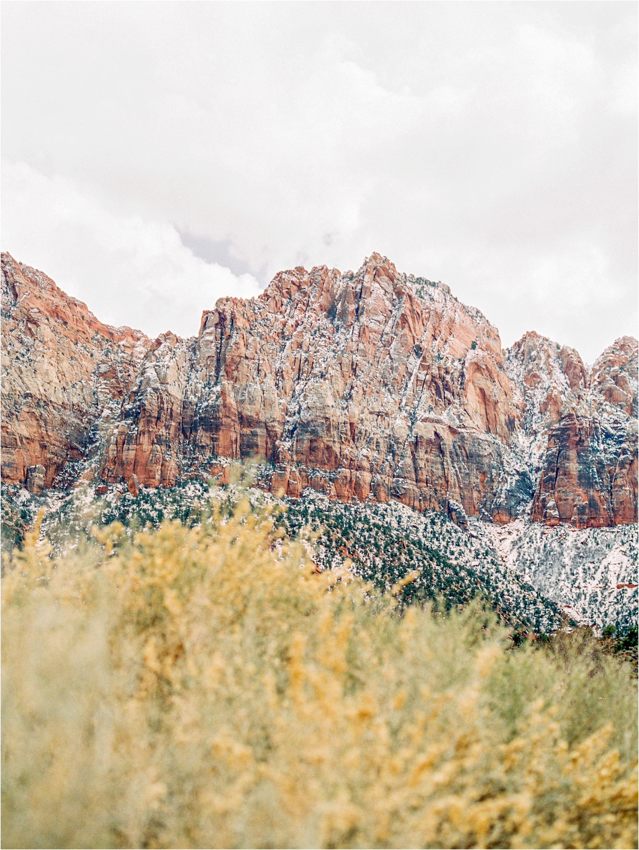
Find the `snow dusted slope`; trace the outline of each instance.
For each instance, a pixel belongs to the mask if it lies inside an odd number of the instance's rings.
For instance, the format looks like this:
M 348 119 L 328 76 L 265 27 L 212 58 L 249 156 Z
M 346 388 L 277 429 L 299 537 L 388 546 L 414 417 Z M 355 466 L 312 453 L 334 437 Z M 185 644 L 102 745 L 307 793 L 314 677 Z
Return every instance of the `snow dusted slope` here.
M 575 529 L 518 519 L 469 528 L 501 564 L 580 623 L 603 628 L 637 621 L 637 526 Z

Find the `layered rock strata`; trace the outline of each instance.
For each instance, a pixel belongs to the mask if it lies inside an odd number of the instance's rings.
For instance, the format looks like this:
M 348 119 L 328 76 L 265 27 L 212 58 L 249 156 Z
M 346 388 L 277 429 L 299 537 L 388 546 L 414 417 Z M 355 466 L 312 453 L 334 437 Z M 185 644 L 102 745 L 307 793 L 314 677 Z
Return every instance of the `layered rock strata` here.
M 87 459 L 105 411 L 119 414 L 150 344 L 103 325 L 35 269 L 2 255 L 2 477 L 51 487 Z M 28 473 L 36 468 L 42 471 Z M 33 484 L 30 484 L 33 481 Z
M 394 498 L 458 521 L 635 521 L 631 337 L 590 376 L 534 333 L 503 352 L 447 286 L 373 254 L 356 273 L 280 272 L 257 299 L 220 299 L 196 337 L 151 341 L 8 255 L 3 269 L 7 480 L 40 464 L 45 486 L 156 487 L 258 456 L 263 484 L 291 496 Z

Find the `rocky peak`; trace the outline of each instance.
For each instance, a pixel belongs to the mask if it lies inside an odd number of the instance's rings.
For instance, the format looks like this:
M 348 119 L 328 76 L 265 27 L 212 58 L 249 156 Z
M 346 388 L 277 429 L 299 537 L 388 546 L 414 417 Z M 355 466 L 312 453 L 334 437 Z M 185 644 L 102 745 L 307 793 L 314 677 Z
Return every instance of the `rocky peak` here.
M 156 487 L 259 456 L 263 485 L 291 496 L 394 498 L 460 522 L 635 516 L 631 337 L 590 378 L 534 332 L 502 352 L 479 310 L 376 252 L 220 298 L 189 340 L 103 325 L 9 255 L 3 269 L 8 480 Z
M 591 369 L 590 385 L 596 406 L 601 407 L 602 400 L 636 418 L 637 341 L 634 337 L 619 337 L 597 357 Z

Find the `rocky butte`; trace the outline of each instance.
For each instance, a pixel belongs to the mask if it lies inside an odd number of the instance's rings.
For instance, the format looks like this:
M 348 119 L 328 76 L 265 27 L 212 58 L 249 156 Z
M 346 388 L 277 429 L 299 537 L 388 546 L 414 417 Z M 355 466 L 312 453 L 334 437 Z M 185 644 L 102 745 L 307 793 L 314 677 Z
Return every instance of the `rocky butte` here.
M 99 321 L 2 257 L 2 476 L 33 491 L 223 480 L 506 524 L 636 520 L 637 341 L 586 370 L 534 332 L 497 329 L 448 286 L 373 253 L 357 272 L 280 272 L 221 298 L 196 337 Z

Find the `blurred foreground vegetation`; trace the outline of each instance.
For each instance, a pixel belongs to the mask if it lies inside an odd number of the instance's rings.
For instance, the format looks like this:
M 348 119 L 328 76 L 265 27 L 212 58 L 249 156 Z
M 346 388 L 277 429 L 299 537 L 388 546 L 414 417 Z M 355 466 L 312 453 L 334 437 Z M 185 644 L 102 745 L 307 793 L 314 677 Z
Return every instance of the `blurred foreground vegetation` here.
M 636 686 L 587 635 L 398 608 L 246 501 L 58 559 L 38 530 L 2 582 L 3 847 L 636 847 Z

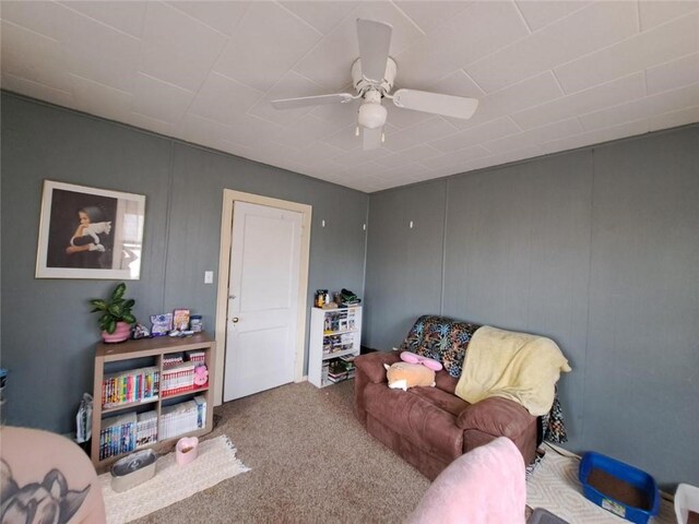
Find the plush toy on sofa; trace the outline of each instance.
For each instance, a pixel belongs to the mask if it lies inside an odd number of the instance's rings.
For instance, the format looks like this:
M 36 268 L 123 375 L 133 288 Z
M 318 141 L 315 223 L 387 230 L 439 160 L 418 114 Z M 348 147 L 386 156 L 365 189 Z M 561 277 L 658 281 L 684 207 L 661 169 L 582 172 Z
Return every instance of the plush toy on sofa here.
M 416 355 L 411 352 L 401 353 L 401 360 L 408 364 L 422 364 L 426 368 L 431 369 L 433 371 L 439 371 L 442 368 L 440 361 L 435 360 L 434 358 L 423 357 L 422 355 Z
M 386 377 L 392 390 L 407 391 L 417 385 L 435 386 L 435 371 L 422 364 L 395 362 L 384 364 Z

★ ★ ★ ★ ★

EXERCISE GOAL ▸ Please copy out the whole listing above word for word, leaving out the pictures.

REPLY TO THE EXERCISE ▸
Find the `snow dusted slope`; trace the outline of each instance.
For each instance, a pixel belongs to the mask if it lies inside an odd number of the instance's rings.
For instance, the format looks like this:
M 348 119 L 328 76 L 265 27 L 212 58 L 249 156 Z
M 346 388 L 277 429 L 299 537 L 388 546 L 414 417 Z M 355 466 L 312 453 L 334 437 Z M 185 644 L 102 745 L 307 793 L 314 677 Z
Return every instance of the `snow dusted slope` here.
M 575 529 L 518 519 L 469 528 L 501 564 L 580 623 L 603 628 L 637 621 L 637 526 Z

Find the `layered rock strata`; trace the outline of each instance.
For each instance, a pixel belongs to the mask if it lies inside an odd number of the instance's rings.
For instance, the format looks like this:
M 348 119 L 328 76 L 265 27 L 212 58 L 249 156 Z
M 346 388 L 277 429 L 299 537 L 388 546 L 414 417 Z M 355 466 L 312 453 L 334 437 Z M 185 644 L 102 745 L 307 793 L 314 677 Z
Return every instance of the `layered rock strata` here.
M 87 459 L 105 411 L 119 414 L 150 344 L 103 325 L 35 269 L 2 255 L 2 477 L 51 487 Z M 28 473 L 36 468 L 42 471 Z M 33 484 L 30 484 L 33 481 Z
M 394 498 L 458 521 L 635 521 L 631 337 L 590 376 L 534 333 L 503 352 L 447 286 L 373 254 L 356 273 L 280 272 L 257 299 L 220 299 L 196 337 L 151 341 L 8 255 L 3 269 L 7 480 L 40 464 L 45 486 L 156 487 L 258 456 L 263 484 L 291 496 Z

Find the `rocky peak`; trace the outline of each instance.
For each instance, a pixel belongs to the mask if it lies inside an odd number of the instance's rings.
For instance, the format looks like this:
M 348 119 L 328 76 L 265 27 L 212 58 L 249 156 Z
M 346 388 L 277 429 L 299 537 L 388 546 L 414 417 Z M 355 466 L 312 453 L 334 437 Z M 185 644 L 102 745 L 307 793 L 314 677 Z
Return every instance of the `rocky peak` here.
M 156 487 L 259 456 L 263 485 L 291 496 L 394 498 L 460 522 L 635 516 L 631 337 L 590 378 L 534 332 L 502 352 L 479 310 L 376 252 L 220 298 L 189 340 L 103 325 L 9 255 L 3 269 L 8 480 Z
M 591 369 L 590 385 L 596 406 L 601 407 L 602 400 L 636 418 L 637 341 L 634 337 L 619 337 L 597 357 Z

Find the `rocky butte`; trace the outline of each instance.
For each instance, a pixel belongs to the mask if it lies inside an odd number of the instance's rings.
For instance, the format looks like this:
M 348 119 L 328 76 L 265 27 L 212 58 L 249 156 Z
M 346 388 L 277 429 L 299 537 L 388 546 L 414 417 Z M 355 466 L 312 453 L 334 437 Z M 185 644 L 102 745 L 307 793 L 314 677 Z
Return every instance of the `rocky butte` here.
M 99 321 L 2 257 L 2 476 L 33 491 L 223 480 L 506 524 L 636 520 L 637 341 L 586 370 L 534 332 L 497 329 L 448 286 L 373 253 L 357 272 L 280 272 L 221 298 L 196 337 Z

Find the `blurred foreground vegetation`; trace the outline of each instance.
For each instance, a pixel belongs to the mask if it lies inside an odd number of the instance's rings.
For instance, the format looks like this:
M 348 119 L 328 76 L 265 27 L 212 58 L 249 156 Z
M 346 388 L 277 429 L 299 537 L 388 546 L 414 417 Z M 355 466 L 312 453 L 334 437 Z M 185 644 L 102 745 L 307 793 L 314 677 Z
Return every instance of the `blurred foreground vegetation` here.
M 636 686 L 587 635 L 398 608 L 246 501 L 58 559 L 38 530 L 2 582 L 3 847 L 636 847 Z

Find the plush toy on sofa; trace the outline of each instance.
For each instance, a pixel belongs to the mask if it lies inside an odd number of the instance's rings.
For instance, the format looks like this:
M 36 268 L 123 375 L 133 288 Z
M 318 141 L 315 223 L 387 230 L 439 160 L 418 114 Z M 348 147 L 386 156 L 365 189 Z M 561 277 L 658 281 L 684 207 L 661 169 L 582 172 Z
Return every instance of the plush toy on sofa here.
M 416 355 L 411 352 L 401 353 L 401 360 L 408 364 L 422 364 L 426 368 L 431 369 L 433 371 L 439 371 L 442 368 L 440 361 L 435 360 L 434 358 L 423 357 L 422 355 Z
M 386 377 L 392 390 L 407 391 L 417 385 L 435 386 L 435 371 L 422 364 L 395 362 L 384 364 Z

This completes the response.